**QUOTED PASSAGE**
#####

Venice – an architecture tour along the Grand Canal

After dealing with Venetian Gothic architecture (mainly 14th century) in an earlier post, here are a few more mainly Rennaisance (15th and 16th century) and Baroque (17th and early 18th century) buildings along the Grand Canal that caught my eye.

I’ve put all the following buildings in the order you would see them coming on the vaporetto from Piazza di San Marco. Everywhere mentioned is on my Google map.

The first two buildings are my favourites…

On the left side of the canal you will first see Palazzo Salviati which was built between 1903 and 1906 to be the shop for the Salviati glassworks, and underwent renovation in 1924 when the large mosaic on the façade was added. Other smaller mosaics can be seen over the doors on the ground floor and above the windows on the second. The decoration and date of construction would make it Art Nouveau I guess.

A couple of buildings further on is the lovely Palazzo Dario, originally built as Venetian Gothic but remodelled in Renaissance style in 1496. The ground floor at water level has a central portal and round-arch windows (typical of the Rennaisance period) alternating with oculi, (‘eyes’ or circular openings in a dome, or in this case a wall). The three oculi off to the right of the central axis are particularly noticable for their unusual decoration.

There are two piani nobili (floors containing the main rooms) of virtually equal dimensions, and a top floor. The marble façade has a neo-gothic balcony which was added in the 19th century. Also of note are the tall chimneys which are among the few remaining examples of the period.

Still on the left bank, sandwiched between lots of top notch Venetian Gothic, Ca’ Rezzonico is a particularly notable example of Baroque and Rococo (high Baroque) design, with a tortuous construction history that began in 1649. The ground floor, decorated with ashlar (finely cut and worked stone), has a water portal with three rounded doors, while the two piani nobili have round-arched windows and the attic has oval single-light windows. The heads on the keystones are known as mascaroni, stone masks that were meant to scare away evil spirits (an architectural tradition since Roman times)

Palazzo Balbi (begun in 1582) is mainly Renaissance with some Baroque elements. The rusitcated double-height ground floor has three round-arched portals, each featuring a mascaron and a wrought-iron tympanum (decorative wall surface over a door or window which is bounded by the lintel and the arch). The perfectly symmetrical tripartite façade features a double loggia on the two piani nobili with round-arched windows separated by pairs of Ionic columns and pairs of rectangular single-light windows on the sides. In the mezzanine attic, small oval windows can be seen in the frieze under the dentilled cornice while on the roof are two obelisk-shaped pinnacles.

Palazzo Giustinian Persico is one of the first buildings in Venice to be built in the Renaissance style. It has a symmetrical tripartite facade with two four-light polifora flanked by pairs of single-light rounded windows.

Over on the right bank is Palazzo Mocenigo Casa Nuova, a Renaissance palace completed around 1579. The façade is characterised by the three central openings: the water portal, and above it, two tripartite Serlian windows (aka Venetian windows) which are a key element of Palladian architecture (although not invented by him). On the sides the single lancet windows have curved pediments on the first floor and triangular ones on the second.

#####

**ENTRIES**
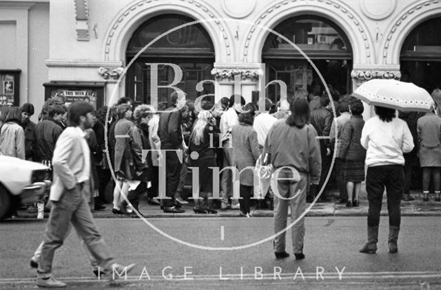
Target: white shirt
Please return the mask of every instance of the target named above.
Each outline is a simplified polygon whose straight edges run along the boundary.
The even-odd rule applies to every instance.
[[[227,139],[228,133],[231,131],[233,126],[239,124],[239,116],[236,113],[233,107],[229,108],[222,114],[220,117],[220,133],[222,133],[222,140]]]
[[[277,119],[268,113],[263,113],[254,118],[253,129],[257,133],[257,142],[260,146],[265,145],[268,132],[276,121]]]
[[[378,116],[366,122],[361,133],[361,145],[367,150],[366,166],[404,165],[402,153],[413,149],[413,139],[407,124],[394,118],[382,122]]]

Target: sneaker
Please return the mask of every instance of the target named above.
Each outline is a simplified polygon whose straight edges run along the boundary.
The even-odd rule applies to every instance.
[[[174,199],[175,201],[178,202],[181,204],[187,204],[188,201],[183,200],[181,197],[176,197]]]
[[[280,252],[280,253],[278,253],[277,252],[274,252],[274,255],[276,255],[276,259],[284,259],[289,256],[289,254],[285,251]]]
[[[116,272],[119,273],[120,274],[121,273],[125,273],[126,274],[128,274],[129,272],[130,272],[130,271],[133,270],[133,268],[134,268],[136,265],[136,264],[130,264],[128,266],[125,267],[116,263],[113,264],[112,265],[112,275],[110,276],[110,280],[114,280],[119,278],[119,275],[116,274]]]
[[[46,288],[61,288],[65,287],[67,285],[63,282],[55,280],[54,277],[49,277],[47,278],[37,278],[37,286]]]

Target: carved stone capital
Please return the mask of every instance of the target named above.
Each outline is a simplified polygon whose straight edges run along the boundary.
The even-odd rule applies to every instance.
[[[258,81],[259,76],[262,76],[262,69],[213,69],[212,75],[217,81],[232,82],[234,76],[240,76],[240,80],[249,82]]]
[[[351,72],[351,77],[357,82],[358,84],[362,84],[374,78],[400,80],[400,78],[401,78],[401,72],[400,72],[400,71],[354,69]]]
[[[101,75],[104,79],[107,80],[112,78],[113,80],[117,80],[119,76],[123,73],[124,69],[123,67],[101,67],[98,69],[98,73]]]

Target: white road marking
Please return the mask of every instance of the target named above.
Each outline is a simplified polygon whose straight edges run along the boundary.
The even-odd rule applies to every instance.
[[[272,272],[268,271],[268,273],[263,273],[263,278],[261,280],[279,280],[278,278],[277,279],[274,279],[274,275]],[[382,279],[422,279],[422,278],[441,278],[441,272],[435,272],[435,271],[403,271],[403,272],[345,272],[342,276],[342,280],[339,280],[338,275],[336,273],[323,273],[322,274],[324,280],[321,279],[317,279],[317,276],[315,272],[309,272],[309,273],[303,273],[303,276],[305,277],[305,282],[308,281],[318,281],[322,282],[329,282],[330,280],[334,282],[341,281],[340,283],[348,282],[351,283],[353,282],[353,280],[362,280],[360,281],[362,283],[367,284],[372,284],[372,283],[378,283],[378,280]],[[281,273],[280,274],[282,280],[292,280],[294,276],[294,273]],[[158,280],[163,280],[168,281],[163,277],[162,276],[150,276],[150,280],[152,281],[158,281]],[[260,279],[256,279],[254,273],[250,274],[223,274],[223,278],[228,278],[229,280],[257,280]],[[192,281],[195,280],[219,280],[219,275],[218,274],[209,274],[209,275],[196,275],[192,274],[191,278],[193,278]],[[63,282],[108,282],[107,278],[103,278],[101,280],[99,280],[98,278],[91,278],[91,277],[57,277],[57,279],[61,280]],[[34,278],[0,278],[0,285],[10,285],[10,284],[27,284],[27,283],[32,283],[35,282]],[[139,280],[139,276],[127,276],[127,280],[125,279],[118,279],[115,281],[127,281],[127,282],[136,282],[136,281],[148,281],[149,280],[145,277],[143,276],[141,280]],[[183,275],[174,275],[173,278],[170,280],[171,281],[179,281],[179,280],[185,280]],[[297,276],[296,280],[303,281],[303,279],[301,278],[300,276]],[[367,281],[368,280],[368,281]],[[371,281],[369,281],[371,280]],[[376,281],[373,281],[376,280]]]

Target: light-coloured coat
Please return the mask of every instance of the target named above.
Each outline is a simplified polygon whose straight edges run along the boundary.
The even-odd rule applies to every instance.
[[[241,171],[247,166],[254,166],[260,151],[257,141],[257,133],[252,126],[240,123],[233,127],[233,165]],[[254,170],[247,169],[240,174],[240,184],[254,185]]]
[[[88,165],[85,159],[90,158],[90,152],[84,133],[81,135],[79,130],[81,129],[77,127],[68,127],[57,141],[52,158],[53,182],[49,196],[51,201],[59,201],[65,190],[74,188],[78,182],[84,181],[90,175],[90,168],[88,168],[90,164]]]

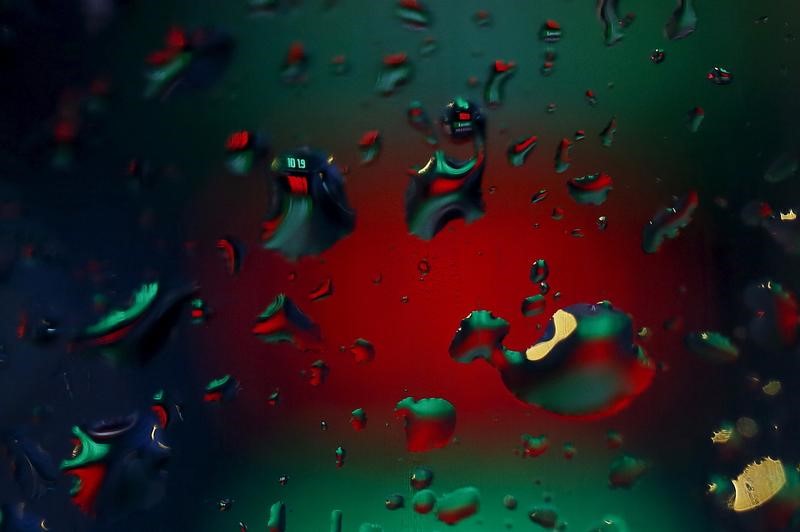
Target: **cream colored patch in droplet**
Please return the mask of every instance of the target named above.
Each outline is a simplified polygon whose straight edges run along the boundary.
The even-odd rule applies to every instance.
[[[575,329],[578,328],[578,320],[564,309],[558,309],[556,313],[553,314],[553,326],[555,331],[553,332],[552,338],[532,345],[525,350],[525,357],[528,360],[535,362],[549,355],[550,351],[552,351],[559,342],[569,338],[569,336],[575,332]]]

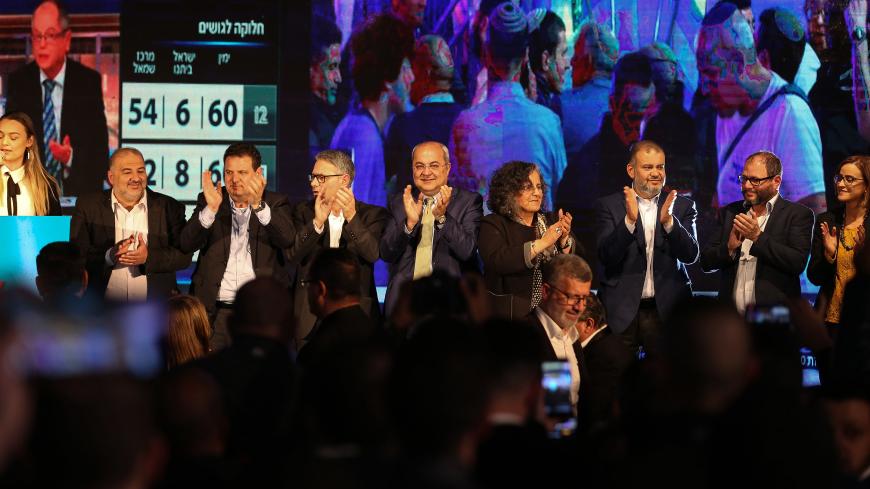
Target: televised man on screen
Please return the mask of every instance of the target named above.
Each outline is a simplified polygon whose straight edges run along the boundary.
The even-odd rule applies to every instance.
[[[31,23],[34,61],[9,75],[6,112],[33,120],[41,160],[64,195],[102,189],[109,157],[102,78],[68,58],[70,17],[44,1]]]
[[[293,243],[294,234],[287,197],[266,190],[257,147],[233,143],[223,160],[226,188],[221,181],[212,183],[211,172],[203,172],[203,191],[181,233],[185,252],[199,250],[190,293],[209,314],[213,350],[230,343],[227,320],[242,285],[273,277],[289,287],[284,249]]]
[[[112,155],[111,190],[76,200],[70,241],[85,255],[88,293],[118,301],[165,299],[178,291],[175,272],[190,266],[179,247],[184,206],[146,187],[145,159],[135,148]]]

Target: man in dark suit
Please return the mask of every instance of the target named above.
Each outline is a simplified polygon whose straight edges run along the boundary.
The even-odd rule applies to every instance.
[[[450,129],[462,112],[450,93],[454,66],[447,41],[434,35],[418,39],[411,68],[411,102],[416,109],[396,116],[384,143],[385,175],[393,195],[414,183],[411,150],[426,141],[449,144]]]
[[[306,279],[309,310],[318,322],[296,362],[311,367],[343,348],[365,343],[376,333],[369,312],[360,307],[362,267],[347,248],[321,250]]]
[[[102,78],[68,59],[69,14],[55,1],[33,11],[35,61],[9,75],[6,112],[33,120],[40,156],[64,195],[97,192],[109,157]]]
[[[402,284],[435,270],[459,276],[474,256],[483,216],[483,199],[447,186],[450,154],[436,141],[417,145],[412,153],[414,198],[410,185],[390,202],[390,219],[381,238],[381,258],[390,264],[385,312],[389,316]]]
[[[387,222],[387,210],[356,200],[350,187],[353,176],[353,161],[347,153],[321,151],[308,176],[314,199],[299,203],[293,210],[296,236],[289,259],[296,269],[297,344],[304,341],[316,320],[308,308],[305,285],[312,260],[324,248],[347,248],[356,256],[361,274],[360,307],[374,321],[380,320],[374,263],[378,260],[378,242]]]
[[[577,321],[577,332],[587,373],[580,396],[580,426],[589,432],[613,419],[619,383],[631,365],[632,356],[625,343],[607,326],[607,313],[598,297],[587,297],[585,306]]]
[[[631,187],[595,202],[601,300],[610,327],[632,351],[654,347],[674,304],[692,295],[686,271],[698,259],[695,203],[665,185],[665,153],[652,141],[632,145]]]
[[[538,332],[544,361],[566,361],[571,368],[571,404],[576,413],[583,353],[575,325],[592,288],[592,269],[577,255],[556,255],[541,270],[541,302],[527,316]],[[584,387],[585,388],[585,387]]]
[[[779,195],[782,162],[769,151],[749,156],[740,174],[742,201],[720,212],[719,231],[701,254],[705,272],[721,272],[719,297],[740,312],[800,296],[812,246],[813,212]]]
[[[202,193],[181,233],[181,249],[199,250],[190,292],[208,311],[210,346],[229,344],[227,319],[236,292],[256,277],[273,277],[290,286],[284,249],[293,243],[287,197],[266,190],[262,158],[256,146],[234,143],[224,152],[226,189],[202,174]]]
[[[112,155],[111,190],[76,200],[70,241],[86,258],[88,294],[113,300],[166,298],[175,272],[190,266],[181,250],[184,206],[146,188],[145,159],[135,148]]]

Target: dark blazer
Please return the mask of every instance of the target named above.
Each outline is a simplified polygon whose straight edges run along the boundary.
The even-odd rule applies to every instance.
[[[734,257],[728,254],[728,235],[734,216],[744,212],[743,202],[732,202],[719,212],[721,228],[701,253],[704,272],[721,272],[719,297],[731,301],[734,301],[740,250]],[[758,304],[777,304],[788,297],[800,296],[800,275],[807,266],[815,222],[813,211],[781,195],[768,219],[764,232],[749,249],[749,254],[758,258],[755,271],[755,302]]]
[[[390,202],[390,219],[381,238],[381,259],[389,263],[390,284],[387,287],[385,311],[389,315],[399,297],[403,283],[414,278],[417,244],[420,242],[420,223],[405,233],[405,203],[402,195]],[[416,197],[415,197],[416,198]],[[483,198],[461,188],[454,188],[445,212],[447,220],[439,229],[435,226],[432,243],[432,270],[443,270],[458,277],[462,264],[468,262],[477,248],[477,233],[483,217]]]
[[[115,246],[115,214],[111,190],[79,196],[70,221],[70,241],[85,254],[88,270],[88,294],[102,298],[109,284],[112,267],[106,265],[106,251]],[[178,289],[175,272],[190,266],[193,256],[181,250],[184,206],[178,201],[147,192],[148,259],[139,265],[147,277],[148,298],[163,299]]]
[[[192,253],[199,250],[196,269],[190,281],[190,293],[202,301],[209,314],[215,311],[221,280],[227,270],[233,233],[230,196],[226,188],[221,191],[223,200],[211,227],[206,229],[199,222],[199,212],[206,207],[205,197],[200,192],[196,198],[196,209],[181,233],[183,251]],[[251,212],[248,221],[251,265],[257,277],[273,277],[289,287],[290,277],[284,267],[284,248],[293,242],[290,203],[286,196],[268,190],[263,194],[263,200],[269,206],[272,218],[268,226],[263,226]]]
[[[828,228],[837,227],[837,232],[843,228],[843,210],[823,212],[816,216],[816,222],[827,223]],[[870,215],[864,217],[864,229],[870,228]],[[837,245],[839,249],[839,244]],[[834,294],[834,280],[837,277],[837,257],[834,263],[828,263],[825,259],[825,238],[818,226],[813,232],[813,244],[810,248],[810,263],[807,265],[807,278],[810,282],[818,285],[819,295],[816,297],[815,309],[823,314],[828,310],[831,296]]]
[[[333,311],[311,331],[305,346],[299,350],[296,363],[310,367],[337,349],[363,343],[375,335],[375,324],[369,312],[359,305]]]
[[[102,87],[99,73],[67,58],[58,143],[69,136],[73,160],[69,178],[62,182],[64,195],[98,192],[103,188],[109,167],[109,131]],[[42,85],[36,63],[28,63],[10,74],[7,90],[6,113],[20,111],[30,116],[45,163]]]
[[[545,216],[548,225],[557,220],[553,213]],[[574,246],[571,252],[581,255],[577,239],[572,238]],[[531,309],[534,269],[526,266],[523,245],[535,239],[534,226],[526,226],[499,214],[489,214],[480,220],[477,246],[486,288],[493,294],[512,296],[512,309],[517,318]]]
[[[580,420],[584,429],[600,426],[612,418],[622,374],[633,361],[631,352],[609,326],[599,331],[583,347],[587,376],[580,399]]]
[[[677,196],[674,199],[674,227],[670,233],[658,220],[666,194],[659,196],[653,244],[653,283],[659,317],[665,318],[680,299],[691,297],[692,282],[686,265],[698,259],[695,203]],[[646,238],[643,223],[637,220],[634,233],[625,227],[625,196],[610,194],[595,202],[598,260],[603,269],[601,301],[607,322],[615,333],[622,333],[637,315],[646,277]]]
[[[287,257],[296,270],[294,311],[297,338],[300,338],[308,333],[316,320],[308,309],[308,295],[302,281],[307,278],[308,269],[317,252],[329,247],[329,222],[323,224],[323,234],[317,234],[314,230],[313,200],[297,204],[292,216],[296,235],[291,238]],[[381,309],[375,290],[374,264],[378,260],[378,242],[384,233],[387,218],[387,210],[383,207],[356,201],[356,216],[351,222],[344,222],[338,244],[355,254],[359,260],[360,306],[375,321],[380,320]]]

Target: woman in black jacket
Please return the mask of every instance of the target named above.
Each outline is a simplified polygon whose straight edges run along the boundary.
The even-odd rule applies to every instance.
[[[541,300],[541,266],[559,253],[574,253],[571,214],[543,212],[547,193],[534,163],[511,161],[490,179],[487,204],[493,212],[480,221],[478,249],[487,289],[509,295],[497,305],[505,315],[523,317]]]

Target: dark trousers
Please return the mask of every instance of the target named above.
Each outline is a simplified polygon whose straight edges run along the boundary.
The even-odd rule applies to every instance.
[[[232,312],[232,307],[219,303],[209,318],[211,323],[211,338],[208,340],[208,347],[211,351],[223,350],[230,346],[230,331],[227,328],[227,321]]]
[[[641,299],[637,314],[620,336],[629,351],[637,356],[641,348],[644,353],[649,353],[657,347],[661,330],[662,320],[655,299]]]

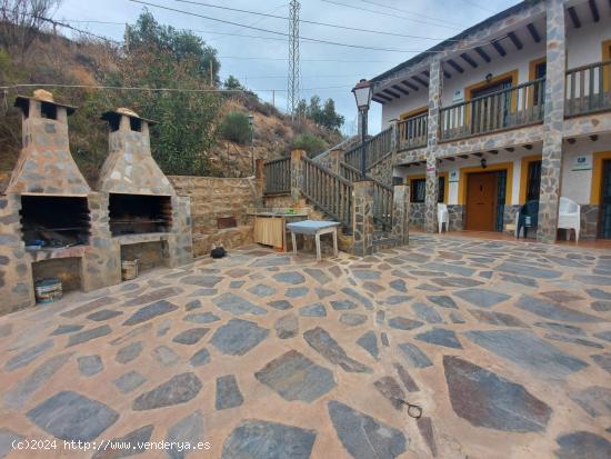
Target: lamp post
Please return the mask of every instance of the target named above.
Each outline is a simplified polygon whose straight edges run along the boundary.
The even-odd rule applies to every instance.
[[[365,79],[361,79],[354,88],[352,88],[354,99],[357,100],[357,107],[361,116],[361,179],[365,180],[367,177],[367,146],[364,138],[367,134],[367,113],[369,106],[371,104],[371,97],[373,96],[373,86]]]
[[[251,162],[251,166],[252,166],[252,174],[254,176],[254,173],[257,173],[257,171],[256,171],[257,166],[254,164],[254,128],[253,128],[253,124],[254,124],[254,116],[249,114],[248,116],[248,126],[250,128],[250,162]]]

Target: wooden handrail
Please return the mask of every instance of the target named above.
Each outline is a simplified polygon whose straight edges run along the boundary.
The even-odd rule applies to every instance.
[[[440,140],[481,136],[540,123],[544,113],[544,78],[480,96],[439,111]]]
[[[352,228],[352,182],[303,157],[301,192],[345,228]]]

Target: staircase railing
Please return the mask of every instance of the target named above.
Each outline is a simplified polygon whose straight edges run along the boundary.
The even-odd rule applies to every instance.
[[[352,229],[352,182],[303,157],[301,192],[348,230]]]
[[[291,191],[291,158],[280,158],[263,164],[266,194]]]
[[[361,180],[361,171],[345,162],[340,162],[340,174],[354,182]],[[373,182],[373,220],[381,223],[384,229],[392,227],[392,187],[367,174],[367,179]]]
[[[365,166],[369,169],[373,163],[378,162],[390,152],[392,140],[392,128],[385,129],[379,134],[365,140],[367,157]],[[362,147],[359,142],[350,148],[344,153],[344,161],[353,168],[360,169]]]

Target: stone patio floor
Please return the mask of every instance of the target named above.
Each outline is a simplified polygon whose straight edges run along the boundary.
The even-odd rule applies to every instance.
[[[608,459],[610,318],[611,251],[249,246],[1,317],[0,457]]]

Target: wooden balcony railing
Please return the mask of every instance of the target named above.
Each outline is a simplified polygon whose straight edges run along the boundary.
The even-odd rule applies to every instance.
[[[263,164],[266,194],[291,191],[291,158],[280,158]]]
[[[392,140],[392,128],[383,130],[377,136],[365,141],[367,158],[365,164],[369,169],[372,164],[390,153]],[[355,144],[344,153],[344,161],[353,168],[361,169],[361,143]]]
[[[545,79],[440,109],[440,140],[481,136],[504,129],[535,124],[543,120]]]
[[[399,121],[399,149],[410,150],[427,147],[428,123],[429,113]]]
[[[564,114],[575,117],[611,110],[611,60],[567,71]]]
[[[345,228],[352,228],[352,182],[303,158],[301,192]]]

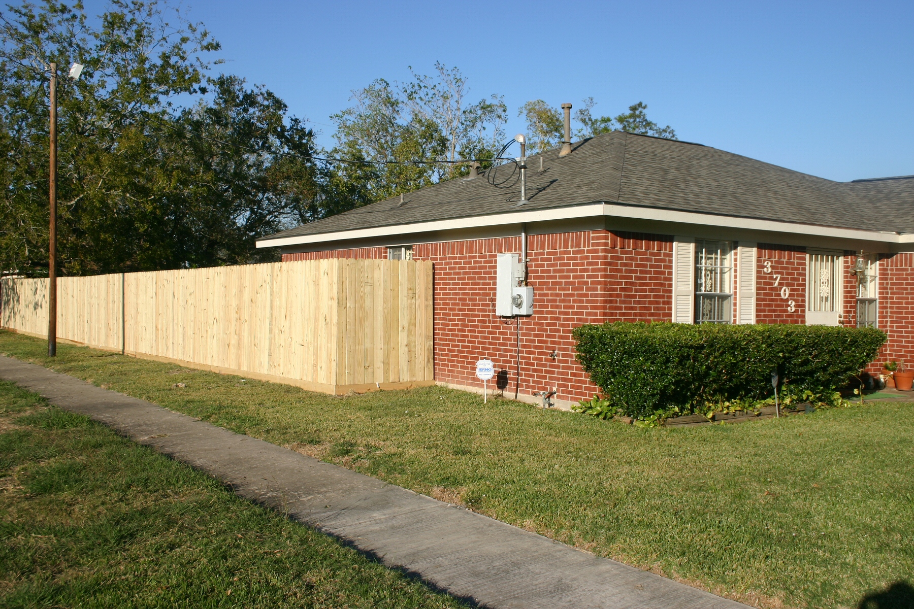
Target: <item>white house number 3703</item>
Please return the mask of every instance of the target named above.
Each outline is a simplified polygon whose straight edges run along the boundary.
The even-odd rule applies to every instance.
[[[771,274],[771,260],[765,260],[765,272],[768,273],[768,274]],[[774,278],[774,285],[775,286],[777,286],[779,283],[781,283],[781,276],[780,275],[778,275],[777,273],[775,273],[774,275],[772,275],[772,277]],[[792,313],[793,311],[795,311],[797,310],[796,303],[793,300],[790,299],[790,298],[791,298],[791,289],[790,288],[788,288],[787,286],[781,286],[781,298],[782,298],[783,299],[787,300],[787,311],[788,312]]]

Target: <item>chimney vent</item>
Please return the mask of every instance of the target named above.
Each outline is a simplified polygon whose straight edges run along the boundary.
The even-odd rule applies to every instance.
[[[558,156],[571,153],[571,104],[563,103],[562,110],[565,110],[565,141],[562,142],[562,150],[558,152]]]

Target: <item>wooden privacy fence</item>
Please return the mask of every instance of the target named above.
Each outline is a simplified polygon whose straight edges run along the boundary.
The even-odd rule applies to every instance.
[[[327,259],[61,278],[58,337],[325,393],[433,384],[431,268]],[[47,336],[48,279],[0,289],[0,325]]]

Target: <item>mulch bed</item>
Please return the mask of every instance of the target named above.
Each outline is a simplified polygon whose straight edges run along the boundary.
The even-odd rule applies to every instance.
[[[781,416],[803,415],[815,412],[815,406],[809,403],[798,404],[789,408],[781,408]],[[686,415],[686,416],[672,416],[664,421],[666,427],[686,427],[693,425],[709,425],[714,423],[743,423],[753,419],[770,419],[774,416],[774,406],[765,406],[753,412],[739,411],[736,413],[714,413],[711,418],[704,415]]]

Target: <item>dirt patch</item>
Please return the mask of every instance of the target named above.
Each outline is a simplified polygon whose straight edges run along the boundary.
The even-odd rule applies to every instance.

#####

**REQUIRED ACTIONS**
1. According to the Grand Canal tour, in what year was the large mosaic added to the façade of Palazzo Salviati?
2. Using the Grand Canal tour, explain why the heads on the keystones of Ca' Rezzonico were put there.
3. From the Grand Canal tour, extract word for word the part that opens with the words containing "A couple of" and closes with "of the period.".

**OUTPUTS FOR THE TASKS**
1. 1924, during a renovation of the building.

2. The heads are mascaroni, stone masks that were meant to scare away evil spirits. Placing them follows an architectural tradition dating back to Roman times.

3.
A couple of buildings further on is the lovely Palazzo Dario, originally built as Venetian Gothic but remodelled in Renaissance style in 1496. The ground floor at water level has a central portal and round-arch windows (typical of the Rennaisance period) alternating with oculi, (‘eyes’ or circular openings in a dome, or in this case a wall). The three oculi off to the right of the central axis are particularly noticable for their unusual decoration.

There are two piani nobili (floors containing the main rooms) of virtually equal dimensions, and a top floor. The marble façade has a neo-gothic balcony which was added in the 19th century. Also of note are the tall chimneys which are among the few remaining examples of the period.